Document passage:

>>>

I set it running on a spare machine over the weekend and came back to find the assembly had been identified. After that it was just a case of running half of the tests in the assembly in a loop and repeating the process. It took days, but we eventually found the culprit.

This is why paying attention to broken windows is a 'good thing' for your mental health... I just about killed someone :)

Andrey Shchekin
09/15/2010 06:13 PM by
Andrey Shchekin

[Repeat(10000)] and [ThreadedRepeat(100)] are generally very effective.

Rob Kent
09/16/2010 08:54 AM by
Rob Kent

@Ayende, "Usually, this is an indication of a problem with the code that is exposed through multi threading."

What do you do when the exception is in the mock library and not your code? I am passing a Moq service mock into multiple threads. It intermittently blows up because it seems that that Setup (Expect) delegates use a non-synchronized List (you get Index exception on the List).

Now, I know my object under test works because I never get an exception from there. What should I do, stop doing the mutli-threaded tests (single threaded tests all work fine), create a custom thread-safe mock for myself, or...?

Ayende Rahien
09/16/2010 10:45 AM by
Ayende Rahien

Rob,

Use a mocking library that is thread safe (Rhino Mocks)?

Rob Kent
09/16/2010 11:10 AM by
Rob Kent

I was hoping you would say that. I have always used Rhino in the past but on this client site they are using Unity+Moq.

Hmmmm.... It may be time to change back before we have too many unit tests written, or just use Rhino for my multi-threaded ones.

<<<

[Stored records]
>>>

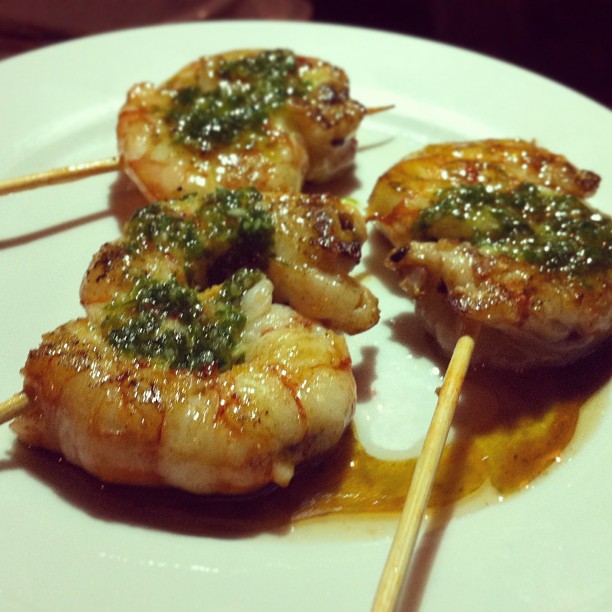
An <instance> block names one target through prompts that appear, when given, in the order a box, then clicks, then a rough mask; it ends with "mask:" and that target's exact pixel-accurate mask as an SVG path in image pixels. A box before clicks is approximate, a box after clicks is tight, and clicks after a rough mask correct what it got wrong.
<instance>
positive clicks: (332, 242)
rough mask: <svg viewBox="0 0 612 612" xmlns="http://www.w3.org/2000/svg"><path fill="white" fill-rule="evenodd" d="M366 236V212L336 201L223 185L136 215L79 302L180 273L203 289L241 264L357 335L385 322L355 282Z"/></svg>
mask: <svg viewBox="0 0 612 612" xmlns="http://www.w3.org/2000/svg"><path fill="white" fill-rule="evenodd" d="M365 239H366V228H365V223H364V221H363V218H362V216H361V215H360V213H359V211H358V210H357V209H356V208H355V206H353V205H351V204H349V203H347V202H345V201H342V200H341V199H339V198H337V197H334V196H331V195H321V194H317V195H304V194H291V195H290V194H279V193H276V194H272V193H264V194H262V193H260V192H258V191H256V190H255V189H252V188H250V189H238V190H227V189H223V188H219V189H217V190H216V191H215V192H213V193H211V194H208V195H202V194H192V195H190V196H186V197H184V198H182V199H180V200H173V201H168V202H157V203H154V204H151V205H149V206H147V207H144V208H142V209H141V210H139V211H138V212H137V213H136V214H135V215H134V218H133V219H132V220H131V221H130V222H129V223H128V224H127V226H126V229H125V234H124V236H123V237H122V238H121V239H120V240H118V241H116V242H113V243H107V244H105V245H104V246H103V247H102V249H101V250H100V252H99V253H98V254H97V255H96V256H95V257H94V259H93V261H92V263H91V265H90V267H89V270H88V272H87V274H86V276H85V279H84V282H83V285H82V287H81V300H82V303H83V305H84V306H85V307H86V308H87V310H88V312H89V314H90V317H91V316H94V312H95V310H96V308H97V307H98V305H100V304H101V305H104V304H106V303H108V302H109V301H110V300H112V299H113V297H114V296H115V294H116V293H117V292H121V291H125V289H126V287H129V286H130V285H131V283H133V279H134V277H135V276H143V275H146V276H150V277H153V278H157V279H159V280H167V279H168V278H170V277H176V278H177V279H179V282H181V283H190V284H191V285H193V286H197V287H200V288H203V287H206V286H208V285H209V284H211V283H216V282H220V281H221V280H223V279H224V278H225V277H227V276H228V275H229V274H230V273H232V272H234V271H236V270H237V269H238V268H240V267H243V266H248V267H257V268H259V269H262V270H264V271H265V272H266V273H267V275H268V276H269V277H270V279H271V280H272V282H273V284H274V287H275V297H276V299H277V300H278V301H282V302H285V303H287V304H289V305H290V306H292V307H293V308H294V309H295V310H297V311H298V312H300V313H301V314H303V315H304V316H307V317H310V318H313V319H316V320H318V321H320V322H322V323H324V324H325V325H328V326H330V327H333V328H336V329H339V330H341V331H345V332H347V333H351V334H353V333H358V332H362V331H365V330H366V329H368V328H370V327H372V326H373V325H374V324H375V323H376V322H377V321H378V318H379V310H378V302H377V300H376V298H375V296H374V295H372V293H371V292H370V291H369V290H368V289H367V288H366V287H364V286H363V285H362V284H361V283H359V282H357V281H356V280H355V279H354V278H352V277H351V276H349V273H350V271H351V270H352V268H354V266H355V265H356V264H357V263H358V262H359V260H360V257H361V247H362V244H363V243H364V241H365Z"/></svg>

<<<

Activity list:
A) In the comment thread, which mocking library does Ayende Rahien recommend as thread safe?
B) List every date-and-time stamp that appears in the comment thread.

Activity answers:
A) Rhino Mocks.

B)
- 09/15/2010 06:13 PM
- 09/16/2010 08:54 AM
- 09/16/2010 10:45 AM
- 09/16/2010 11:10 AM